= Requirement =
Copy the text of the pmatch integration notes between "Why built-in (not" and "reader needs restructuring.", inclusive, word for word.

= Source document =
Surface spec lives in LISP-PMATCH.md. This section covers integration into the scheme1 spine that's already in scheme1/scheme1.P1pp.

Why built-in (not a library)

Pattern bindings extend the interpreter's env via cons. The runtime exposes no (eval expr env) primitive and no macro system, so a user-level pmatch could not introduce bindings visible to its clause body. Building it in is the smallest path; the alternative is adding either macros or first-class envs, both bigger commitments than one special form.

Reader integration — no refactor

pmatch operates on already-parsed s-expressions. By the time eval reaches (pmatch e (pat body...) ...), every pattern is a heap-consed datum produced by the existing parse_one / parse_list recursion. The matcher walks those datums; it never re-invokes the reader. So nothing in the reader needs restructuring.

= Data shown =

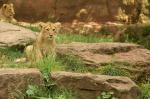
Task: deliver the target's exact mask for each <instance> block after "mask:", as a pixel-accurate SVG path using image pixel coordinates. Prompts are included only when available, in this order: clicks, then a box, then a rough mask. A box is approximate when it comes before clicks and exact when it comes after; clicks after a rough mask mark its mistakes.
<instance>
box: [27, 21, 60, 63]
mask: <svg viewBox="0 0 150 99" xmlns="http://www.w3.org/2000/svg"><path fill="white" fill-rule="evenodd" d="M41 28H42V30H41V32H40V34H39V35H38V37H37V39H36V41H35V43H34V44H33V45H30V46H27V47H26V49H25V53H26V58H27V60H29V61H31V62H37V61H39V60H41V59H43V58H44V57H47V56H55V47H56V41H55V37H56V34H57V33H58V31H59V29H58V28H57V25H56V24H53V23H51V24H46V25H41Z"/></svg>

= Result =
Why built-in (not a library)

Pattern bindings extend the interpreter's env via cons. The runtime exposes no (eval expr env) primitive and no macro system, so a user-level pmatch could not introduce bindings visible to its clause body. Building it in is the smallest path; the alternative is adding either macros or first-class envs, both bigger commitments than one special form.

Reader integration — no refactor

pmatch operates on already-parsed s-expressions. By the time eval reaches (pmatch e (pat body...) ...), every pattern is a heap-consed datum produced by the existing parse_one / parse_list recursion. The matcher walks those datums; it never re-invokes the reader. So nothing in the reader needs restructuring.